▶ **Text section**:
────────

Think it would be most helpful if you can post a video showing the motions you use while applying said "bands". It could be that your technique just requires a bit of refinement - sounds like you may be forcing the rubber into an unnatural position.That often results in too many being required. Common mistake with new brocoli eaters. 

post #35 of 37

Broccoli bands only work if you get your broccoli from costco, in bulk. Otherwise they are too small. I have hundreds of rubber bands too, but they are too small and weak for ski brakes. And while the time spent putting four rubber bands on seems small, think of how much time it adds up to in a lifetime of skiing. BTW cut-up bike tubes (the fatter the better) also work around the base of your sailboard mast to hold the long end of your downhaul so you don't step on it, slip, and fall off the board while doing a step jibe (although I fall off anyway). And I'm sure we can think of many other uses for old bike tubes now that we've solved the step-in problem. 

 

Old bike tubes are the new duct tape. 


Edited by oldgoat - 3/21/14 at 9:17am
post #36 of 37

I am having the same issue stepping into my new marker squires. I bought new boots (Nordicas) and skis (Blizzard black pearls) with these bindings a couple weeks ago. Have skied on them 4 times since. I went back to the shop after day 2 because of the stepping in issue. They were perplexed, and it seemed that they hadn't had the issue before. They swapped out the heel piece. That helped the problem a little at first but it is still very difficult to step in, especially in powder. I am a lightweight skier - 115 pounds with a 24.5 ski boot- and, considering how seemingly perplexed they were, I am relieved that other lightweight skiers have had similar situations. I've been skiing and racing for 26 years and have never had this sort of issue. Does anyone have any recommendations? If I bought the skis and bindings from this shop (they selected and mounted the bindings after I chose the ski) and if they can't fix this to my satisfaction, are they generally obligated to swap them out? I would prefer not to have to buy another set of bindings but this is getting extremely irritating! Any ideas?

post #37 of 37
If they chose the binding and it isn't working for you, I'd think they should give you something else; at least that's what I would expect. The downside is that you will probably end up with extra holes in your skis, but if the shop really takes responsibility, they may well give you new skis as well. Others who work in the trade can correct me if I'm wrong.

────────

▶ **Goal**: Copy the forum thread word for word between "Broccoli bands only" and "the step-in problem.", inclusive. The entries are separate material, apart from the forum thread.

[Entries in a dataset]

────────

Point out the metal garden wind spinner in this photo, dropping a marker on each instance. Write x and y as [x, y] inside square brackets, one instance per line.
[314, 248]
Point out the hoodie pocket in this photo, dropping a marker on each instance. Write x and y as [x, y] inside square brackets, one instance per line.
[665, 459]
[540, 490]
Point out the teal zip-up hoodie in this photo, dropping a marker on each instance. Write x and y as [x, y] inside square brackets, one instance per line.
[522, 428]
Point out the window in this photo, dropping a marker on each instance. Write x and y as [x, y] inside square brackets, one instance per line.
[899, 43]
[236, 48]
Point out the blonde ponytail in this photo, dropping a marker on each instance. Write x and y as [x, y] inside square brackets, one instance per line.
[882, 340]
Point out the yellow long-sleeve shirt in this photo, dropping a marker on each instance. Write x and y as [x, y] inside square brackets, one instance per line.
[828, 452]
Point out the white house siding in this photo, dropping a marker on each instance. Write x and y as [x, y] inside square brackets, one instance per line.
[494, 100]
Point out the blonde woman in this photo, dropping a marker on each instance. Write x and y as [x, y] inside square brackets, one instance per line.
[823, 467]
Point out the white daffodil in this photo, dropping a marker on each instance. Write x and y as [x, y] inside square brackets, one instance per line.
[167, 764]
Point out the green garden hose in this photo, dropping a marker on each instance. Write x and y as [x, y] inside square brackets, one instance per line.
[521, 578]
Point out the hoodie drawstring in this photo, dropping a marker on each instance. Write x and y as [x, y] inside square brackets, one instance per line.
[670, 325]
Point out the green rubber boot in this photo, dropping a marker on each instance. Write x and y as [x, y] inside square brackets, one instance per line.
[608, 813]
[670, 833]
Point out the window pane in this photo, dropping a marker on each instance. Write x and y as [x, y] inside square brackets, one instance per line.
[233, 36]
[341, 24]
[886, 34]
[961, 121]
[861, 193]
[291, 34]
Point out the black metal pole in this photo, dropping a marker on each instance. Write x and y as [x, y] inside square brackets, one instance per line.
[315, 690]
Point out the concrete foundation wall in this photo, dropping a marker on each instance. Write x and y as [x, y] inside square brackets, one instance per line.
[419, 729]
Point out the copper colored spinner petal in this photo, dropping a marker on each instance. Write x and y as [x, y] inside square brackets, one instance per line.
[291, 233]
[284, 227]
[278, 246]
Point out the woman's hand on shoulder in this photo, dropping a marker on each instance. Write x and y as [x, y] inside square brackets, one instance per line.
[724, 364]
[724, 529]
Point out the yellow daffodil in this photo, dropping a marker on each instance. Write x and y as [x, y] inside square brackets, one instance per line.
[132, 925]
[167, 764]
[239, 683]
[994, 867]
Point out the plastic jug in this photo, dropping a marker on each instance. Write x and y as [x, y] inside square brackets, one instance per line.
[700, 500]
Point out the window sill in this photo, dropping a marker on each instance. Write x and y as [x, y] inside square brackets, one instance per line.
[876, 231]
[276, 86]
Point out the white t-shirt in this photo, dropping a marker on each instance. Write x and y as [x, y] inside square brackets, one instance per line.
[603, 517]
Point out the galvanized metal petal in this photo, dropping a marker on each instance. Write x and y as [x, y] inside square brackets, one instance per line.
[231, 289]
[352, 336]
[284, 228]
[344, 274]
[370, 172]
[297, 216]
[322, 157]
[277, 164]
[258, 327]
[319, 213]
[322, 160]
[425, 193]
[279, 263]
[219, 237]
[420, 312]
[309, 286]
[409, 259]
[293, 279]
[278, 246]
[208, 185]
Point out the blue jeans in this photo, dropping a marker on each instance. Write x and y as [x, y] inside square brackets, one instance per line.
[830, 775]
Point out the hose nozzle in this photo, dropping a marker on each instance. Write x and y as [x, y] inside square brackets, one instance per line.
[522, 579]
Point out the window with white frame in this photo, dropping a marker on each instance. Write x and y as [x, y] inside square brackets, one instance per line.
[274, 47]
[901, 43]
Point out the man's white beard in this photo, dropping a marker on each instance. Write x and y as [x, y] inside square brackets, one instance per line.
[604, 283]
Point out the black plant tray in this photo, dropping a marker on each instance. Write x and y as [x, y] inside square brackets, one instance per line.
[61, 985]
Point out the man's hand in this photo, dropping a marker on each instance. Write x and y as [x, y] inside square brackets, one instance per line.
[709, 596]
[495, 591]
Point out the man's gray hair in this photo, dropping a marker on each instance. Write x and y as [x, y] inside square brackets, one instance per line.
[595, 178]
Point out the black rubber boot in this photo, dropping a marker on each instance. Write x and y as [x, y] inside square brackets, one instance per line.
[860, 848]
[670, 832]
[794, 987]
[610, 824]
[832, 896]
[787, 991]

────────

▶ **Solution to this problem**:
Broccoli bands only work if you get your broccoli from costco, in bulk. Otherwise they are too small. I have hundreds of rubber bands too, but they are too small and weak for ski brakes. And while the time spent putting four rubber bands on seems small, think of how much time it adds up to in a lifetime of skiing. BTW cut-up bike tubes (the fatter the better) also work around the base of your sailboard mast to hold the long end of your downhaul so you don't step on it, slip, and fall off the board while doing a step jibe (although I fall off anyway). And I'm sure we can think of many other uses for old bike tubes now that we've solved the step-in problem.